Перепишите отрывок текста от слов «День протекал в» до слов «стою и молчу.» включительно, заменив «фонаря» на «прожектора».

═══ Текст

Подошла Саландт, они тихо заговорили, не тревожа девушку на койке. Лязгнул замок, двери раскрыли.

— Обед.

Нам протянули ложки, алюминиевые миски с варевом и пайки хлеба с приколотыми деревянной шпилькой довесками. Саландт и светловолосая девушка осматривали их со страхом.

— Это называется «баланда», — сказала я, черпая ложкой гороховый суп, — а хлеб — «пайка». Он взвешен, довески прикалывают шпильками. Еще дадут кашу. Вечером кипяток и тоже кашу или суп.

— Во время войны на воле много хуже ели, — храбро сказала Аня Саландт, но в горло ей еда не шла.

Светловолосая девушка перестала плакать и взяла ложку. Ее звали Валя. Она очнулась и стала рассказывать о себе: училась на курсах иностранных языков. Еще во время войны им советовали для практики в языке разговаривать с иностранцами. Было много американских летчиков в Москве, целый дом-общежитие. Девушки ходили к ним на вечеринки. Танцевали, летчики угощали шоколадом, дарили чулки. А теперь ее обвиняют в шпионаже. Где она могла шпионить? Что им рассказать? Она ничего и не знает. Просто было весело. Она оживилась, вспоминая летчиков. Но теперь все уехали. Она встречалась только с абиссинским князем и бывала в абиссинском посольстве. Он хотел на ней жениться и увезти в Абиссинию. Он очень интересный, совсем не черный, просто смуглый. Знал по-русски, говорил, что его дед был русский.

— Как же попал дед в Абиссинию?

— А он говорил, что тогда много русских было, помогали абиссинцам с кем-то воевать.

Мы с Марией Самойловной переглянулись.

— Возможно, — сказала Мария Самойловна. — Был ведь русский отряд во время абиссинско-итальянской войны. В девяностые годы.

Валю мало интересовало, зачем приезжали русские, ее интересовал сам принц и «роскошная жизнь», которую он обещал ей. А ее обвиняют в измене Родине! Она опять заплакала, вспомнив, как страшно кричал и матерился майор.

День протекал в разговорах. К вечеру заверещал и щелкнул замок. Дверь широко раскрылась: «На прогулку!»

Валя и Аня Саландт отказались. Мы с Марией Самойловной вышли. Нас посадили в лифт. Подняли очень высоко. «Пройдите!» Мне открыли одну дверь, ей другую. Пахнуло морозом. Вышла. Ночное небо озарено снизу огнями города. Яркий луч фонаря, освещающий клетку без крыши. В рост человека бетонные стенки, еще два метра выше — проволочная сеть. За ней еще такие же сети клеток. Можно сделать шагов двадцать по кругу. Над клетками мерцает, клубится небо, отражая огни. В луче фонаря танцуют звездочки снежинок. Из глубины, снизу, доносятся гудки машин, звон трамваев, гул большой площади. Клетки на крыше. Стою. Смотрю. Кружатся снежные звезды. Под их ритм возникают стихи:

Встав на молитву, стою и молчу.
Сердце свое я держу как свечу.
Если зажжется сияющий свет,
Будет мне, будет нежданный ответ.
Бьется в висках обессиленный мозг,
Белыми каплями падает воск,
Это — в истаявшем сердце моем
Вспыхнула вера нетленным огнем.

══════
═══ Исходные данные

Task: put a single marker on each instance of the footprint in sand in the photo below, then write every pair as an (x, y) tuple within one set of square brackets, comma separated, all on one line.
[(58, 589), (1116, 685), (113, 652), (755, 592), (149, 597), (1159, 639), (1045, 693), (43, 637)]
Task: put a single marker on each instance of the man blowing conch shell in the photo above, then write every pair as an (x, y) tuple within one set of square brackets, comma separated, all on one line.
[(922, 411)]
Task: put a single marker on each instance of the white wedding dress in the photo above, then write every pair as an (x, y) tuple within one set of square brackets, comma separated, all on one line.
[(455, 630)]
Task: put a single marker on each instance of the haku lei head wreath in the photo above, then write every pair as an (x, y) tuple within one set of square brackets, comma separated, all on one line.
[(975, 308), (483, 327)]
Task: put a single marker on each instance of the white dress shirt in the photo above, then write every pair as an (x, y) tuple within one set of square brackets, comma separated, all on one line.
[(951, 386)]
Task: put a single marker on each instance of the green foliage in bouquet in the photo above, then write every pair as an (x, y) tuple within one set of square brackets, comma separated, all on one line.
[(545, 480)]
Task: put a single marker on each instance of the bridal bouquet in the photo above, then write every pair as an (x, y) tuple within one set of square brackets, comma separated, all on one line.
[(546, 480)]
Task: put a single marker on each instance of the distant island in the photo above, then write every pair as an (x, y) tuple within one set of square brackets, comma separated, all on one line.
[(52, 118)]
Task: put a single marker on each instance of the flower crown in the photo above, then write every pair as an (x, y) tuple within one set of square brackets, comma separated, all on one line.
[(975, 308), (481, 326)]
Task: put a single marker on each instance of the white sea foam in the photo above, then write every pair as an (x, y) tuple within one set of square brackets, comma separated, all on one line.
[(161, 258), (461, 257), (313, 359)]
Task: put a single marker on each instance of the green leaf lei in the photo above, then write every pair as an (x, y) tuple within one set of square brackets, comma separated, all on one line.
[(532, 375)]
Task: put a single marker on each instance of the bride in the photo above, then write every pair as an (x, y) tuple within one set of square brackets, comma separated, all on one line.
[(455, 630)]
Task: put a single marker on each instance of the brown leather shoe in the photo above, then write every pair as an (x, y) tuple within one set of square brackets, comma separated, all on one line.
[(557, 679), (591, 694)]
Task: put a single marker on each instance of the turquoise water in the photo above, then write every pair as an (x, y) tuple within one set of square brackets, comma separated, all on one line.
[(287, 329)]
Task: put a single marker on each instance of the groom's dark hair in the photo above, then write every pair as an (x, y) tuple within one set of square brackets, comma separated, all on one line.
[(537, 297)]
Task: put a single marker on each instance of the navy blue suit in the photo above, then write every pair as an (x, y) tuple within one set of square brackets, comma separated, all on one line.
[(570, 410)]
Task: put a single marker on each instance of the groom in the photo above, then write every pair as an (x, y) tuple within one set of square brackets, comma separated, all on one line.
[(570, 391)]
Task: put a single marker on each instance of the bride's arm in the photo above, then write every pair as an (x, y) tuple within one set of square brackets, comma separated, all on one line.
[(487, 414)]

══════

_Ответ к заданию_:
День протекал в разговорах. К вечеру заверещал и щелкнул замок. Дверь широко раскрылась: «На прогулку!»

Валя и Аня Саландт отказались. Мы с Марией Самойловной вышли. Нас посадили в лифт. Подняли очень высоко. «Пройдите!» Мне открыли одну дверь, ей другую. Пахнуло морозом. Вышла. Ночное небо озарено снизу огнями города. Яркий луч прожектора, освещающий клетку без крыши. В рост человека бетонные стенки, еще два метра выше — проволочная сеть. За ней еще такие же сети клеток. Можно сделать шагов двадцать по кругу. Над клетками мерцает, клубится небо, отражая огни. В луче прожектора танцуют звездочки снежинок. Из глубины, снизу, доносятся гудки машин, звон трамваев, гул большой площади. Клетки на крыше. Стою. Смотрю. Кружатся снежные звезды. Под их ритм возникают стихи:

Встав на молитву, стою и молчу.